▶ _Material for the task_:
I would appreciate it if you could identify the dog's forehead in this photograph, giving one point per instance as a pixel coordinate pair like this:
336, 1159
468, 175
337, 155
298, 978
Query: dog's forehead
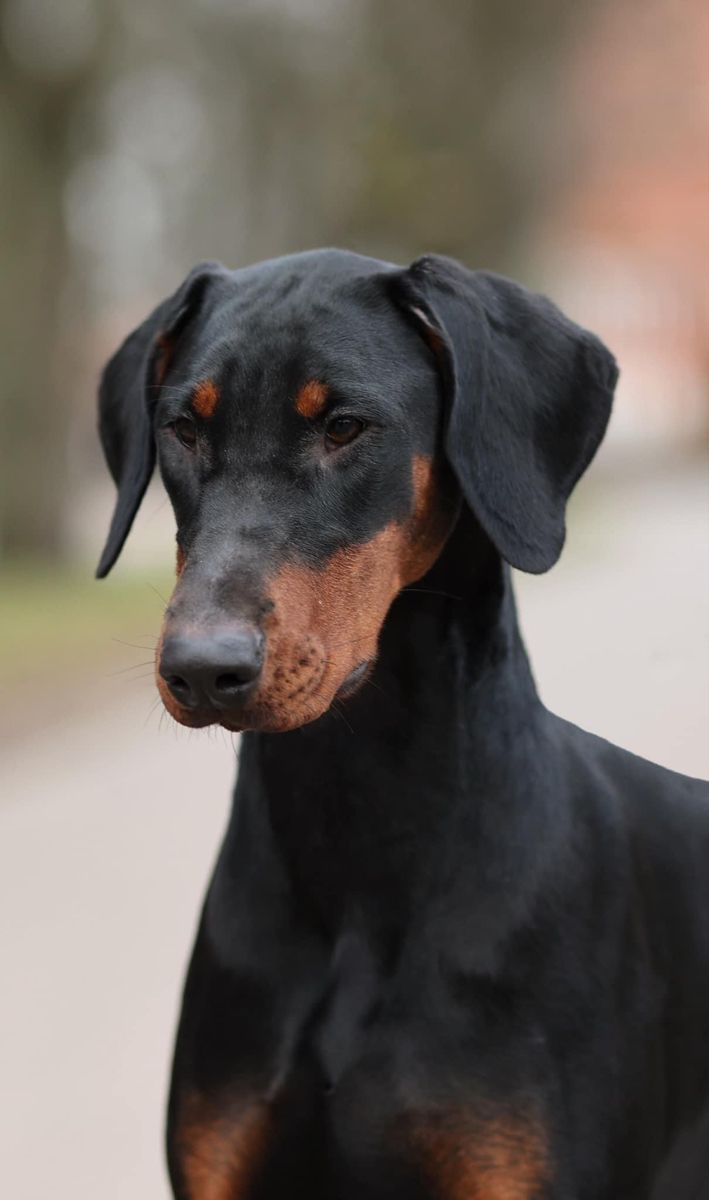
324, 317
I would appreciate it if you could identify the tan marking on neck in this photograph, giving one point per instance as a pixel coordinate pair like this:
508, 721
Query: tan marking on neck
311, 399
205, 399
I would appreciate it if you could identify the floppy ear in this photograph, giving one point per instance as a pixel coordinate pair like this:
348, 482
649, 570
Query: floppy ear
529, 396
127, 394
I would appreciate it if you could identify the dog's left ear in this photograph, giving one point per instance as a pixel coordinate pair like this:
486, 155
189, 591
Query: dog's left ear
126, 400
529, 400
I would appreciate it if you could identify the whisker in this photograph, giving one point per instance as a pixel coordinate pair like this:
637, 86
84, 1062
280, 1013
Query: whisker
134, 645
338, 713
133, 667
428, 592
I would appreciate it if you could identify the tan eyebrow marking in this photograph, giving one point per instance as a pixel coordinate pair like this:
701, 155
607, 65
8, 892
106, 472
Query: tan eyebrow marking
311, 399
205, 399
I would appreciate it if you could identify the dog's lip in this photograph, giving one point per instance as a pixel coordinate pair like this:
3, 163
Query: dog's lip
354, 679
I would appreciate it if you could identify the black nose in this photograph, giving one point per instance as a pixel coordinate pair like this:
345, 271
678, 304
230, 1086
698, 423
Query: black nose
215, 670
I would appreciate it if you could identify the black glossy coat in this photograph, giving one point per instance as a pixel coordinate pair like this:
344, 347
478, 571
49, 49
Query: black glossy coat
454, 947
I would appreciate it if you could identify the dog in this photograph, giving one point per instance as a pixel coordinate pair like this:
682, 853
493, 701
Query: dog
454, 947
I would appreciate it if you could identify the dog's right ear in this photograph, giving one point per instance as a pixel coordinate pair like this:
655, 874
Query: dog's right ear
127, 394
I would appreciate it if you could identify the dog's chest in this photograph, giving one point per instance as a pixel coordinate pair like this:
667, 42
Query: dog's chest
372, 1096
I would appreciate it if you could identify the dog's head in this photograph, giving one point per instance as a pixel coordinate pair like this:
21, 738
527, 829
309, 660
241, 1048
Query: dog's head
318, 421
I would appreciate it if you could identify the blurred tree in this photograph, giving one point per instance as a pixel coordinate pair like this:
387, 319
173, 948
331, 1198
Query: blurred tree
140, 136
37, 99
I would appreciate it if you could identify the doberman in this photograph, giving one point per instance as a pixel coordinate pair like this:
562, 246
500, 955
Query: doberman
454, 947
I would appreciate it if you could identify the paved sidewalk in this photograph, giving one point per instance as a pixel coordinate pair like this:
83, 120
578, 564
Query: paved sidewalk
109, 823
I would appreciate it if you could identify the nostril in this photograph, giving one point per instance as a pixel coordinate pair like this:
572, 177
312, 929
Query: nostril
178, 685
232, 681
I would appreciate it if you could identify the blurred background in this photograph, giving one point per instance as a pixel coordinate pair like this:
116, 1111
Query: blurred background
563, 144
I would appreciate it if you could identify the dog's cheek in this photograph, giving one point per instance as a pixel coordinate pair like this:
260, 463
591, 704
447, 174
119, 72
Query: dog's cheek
432, 521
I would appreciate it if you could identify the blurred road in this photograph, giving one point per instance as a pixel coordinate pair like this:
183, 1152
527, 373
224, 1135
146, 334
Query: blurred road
109, 822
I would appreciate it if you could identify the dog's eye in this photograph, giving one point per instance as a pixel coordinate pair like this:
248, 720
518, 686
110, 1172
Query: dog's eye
186, 432
342, 430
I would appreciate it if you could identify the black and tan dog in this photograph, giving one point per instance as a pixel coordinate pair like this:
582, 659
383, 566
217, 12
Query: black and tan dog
454, 947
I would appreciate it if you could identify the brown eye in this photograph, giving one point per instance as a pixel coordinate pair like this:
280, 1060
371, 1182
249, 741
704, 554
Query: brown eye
342, 430
186, 432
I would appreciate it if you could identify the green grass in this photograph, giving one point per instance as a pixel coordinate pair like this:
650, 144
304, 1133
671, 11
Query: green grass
56, 618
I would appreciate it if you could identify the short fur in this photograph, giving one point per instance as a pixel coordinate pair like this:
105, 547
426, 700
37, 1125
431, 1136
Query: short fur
454, 947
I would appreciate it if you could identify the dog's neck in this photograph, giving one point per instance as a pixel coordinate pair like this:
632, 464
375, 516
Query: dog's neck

▶ _Exercise_: Update all the entries above by replacing "photograph" with "image" wherever it appears, leaving everything else unchanged. Omit the pictures from your answer.

▶ _Answer to this task_:
I would appreciate it if you could identify the dog's forehead in this image, giving one point per instance as a pixel coordinate pair like this:
336, 1159
468, 175
337, 155
298, 978
Query: dog's forehead
324, 317
I would appreciate it if you could identify the tan marking on neck in this image, giving one point per instance as a pixel coordinate pair like this:
508, 721
Query: tan marking on neck
311, 399
205, 399
I would appreciate it if you could identify the floppy ear in this image, giving one point per instance as a pixel coordinate pair like this:
348, 482
649, 570
Query: floppy ear
529, 396
127, 394
I would appreciate it if you could identify the dog's left ear in this image, giving one point per instance as a pixel coordinate pair like this:
486, 155
189, 591
Query: dog's left ear
126, 400
529, 400
I would appreciate it if you could identify the whisker in this image, giving one point per instance as a pixel coordinate pair like this:
637, 86
84, 1062
280, 1013
Query: whisker
134, 645
338, 713
133, 667
428, 592
I would appreciate it if you could identify the tan eyebrow marking in this image, giving one point per instance as a pixel coordinate pair like this:
701, 155
607, 65
8, 892
106, 472
Query: tan eyebrow marking
311, 399
205, 399
I would appreciate it if you could identify the dog's lip in this image, giving one point per instance as a pixel coordinate pair like this:
3, 163
Query: dog's lip
354, 679
I would appreciate it if you could identify the black nose in this image, giving one point per instance as a pixel coordinate pair like this:
345, 271
678, 304
230, 1086
698, 423
Query: black nose
215, 670
I would appreciate it if you could identify the black glossy coat in this image, giving one point per instance as a pixel coordinate pair like this:
344, 347
478, 571
49, 49
Query: black glossy coat
454, 947
I would appreciate it if you could identify the dog in this image, giving one point per instance as a pixel coordinate pair like this:
682, 853
493, 701
Query: dog
454, 947
I would appreciate it if you could identify the dog's right ear in this image, giving one point per instance as a pixel coordinate pair like this:
655, 874
Query: dog's right ear
127, 394
I would appreciate it if you could identify the dog's chest in this image, giving one point per instance as a pixel coordinate pair like this:
667, 42
Query: dog's chest
372, 1096
I would appreciate it if you could identify the dog's head in this image, giving one point per instance as a pixel coordinate pair like this:
21, 738
527, 829
309, 660
241, 1048
Query: dog's head
318, 421
I would appreciate it if you could identify the blurred tree in this image, giving one point per instance as a pixel coordinate pair like this:
387, 319
173, 948
331, 1198
Query: blurred tree
140, 136
37, 99
I would appreciate it if you could identify the doberman in this image, giving one point per instance as a pixel coordinate pair like this:
562, 246
500, 955
Query: doberman
454, 947
I would appreciate it if you could identify the paved sidewalk in this image, giving one point per instance as a pixel coordinate pair like this:
83, 120
578, 564
Query: paved sidewalk
109, 823
I would appreciate it if you could identify the nostril in this image, giving one point per instance as a pixel coordinate pair like this:
572, 177
312, 929
Query: nostril
178, 685
232, 681
I would appreciate it if you could identify the blurred background in this image, giving one point per instance as a pixel coordinate pair like this:
116, 1111
Query: blurred background
563, 144
I would appreciate it if you could identify the dog's cheek in this image, giving one point per instance as a pixel coordinate pair like this:
260, 463
591, 704
447, 174
119, 72
Query: dog's cheek
432, 521
I would appreciate it if you could identify the blurred road in this image, giving one point per instance as a pixel coordinate pair like this:
183, 1152
527, 373
224, 1135
146, 334
Query: blurred road
109, 822
I would appreciate it if you could identify the dog's eye in this image, giving one point per instance as a pixel coordinate pair like this:
248, 720
518, 686
110, 1172
Query: dog's eye
186, 432
342, 430
I would appreciate it if you could identify the black and tan dog in this image, giving one point per instance as a pixel coordinate pair like this:
582, 659
383, 566
217, 12
Query: black and tan dog
454, 947
I would appreciate it if you could identify the brown eye in this image, giving one point per instance as a pixel coordinate pair like this:
280, 1060
371, 1182
249, 741
704, 554
Query: brown eye
342, 430
186, 432
I would appreciate it if you could identify the green grass in this image, giving one point per instance as a pixel coordinate pair like this:
650, 144
304, 1133
671, 11
Query: green grass
56, 618
I would appreciate it if you could identify the short fur in this image, giving one point per instance as a pixel coordinate pair like this:
105, 547
426, 700
37, 1125
431, 1136
Query: short fur
454, 947
I would appreciate it if you could identify the dog's neck in this image, giving one point per instance as a pixel coordinate pair like this:
632, 464
375, 516
Query: dog's neck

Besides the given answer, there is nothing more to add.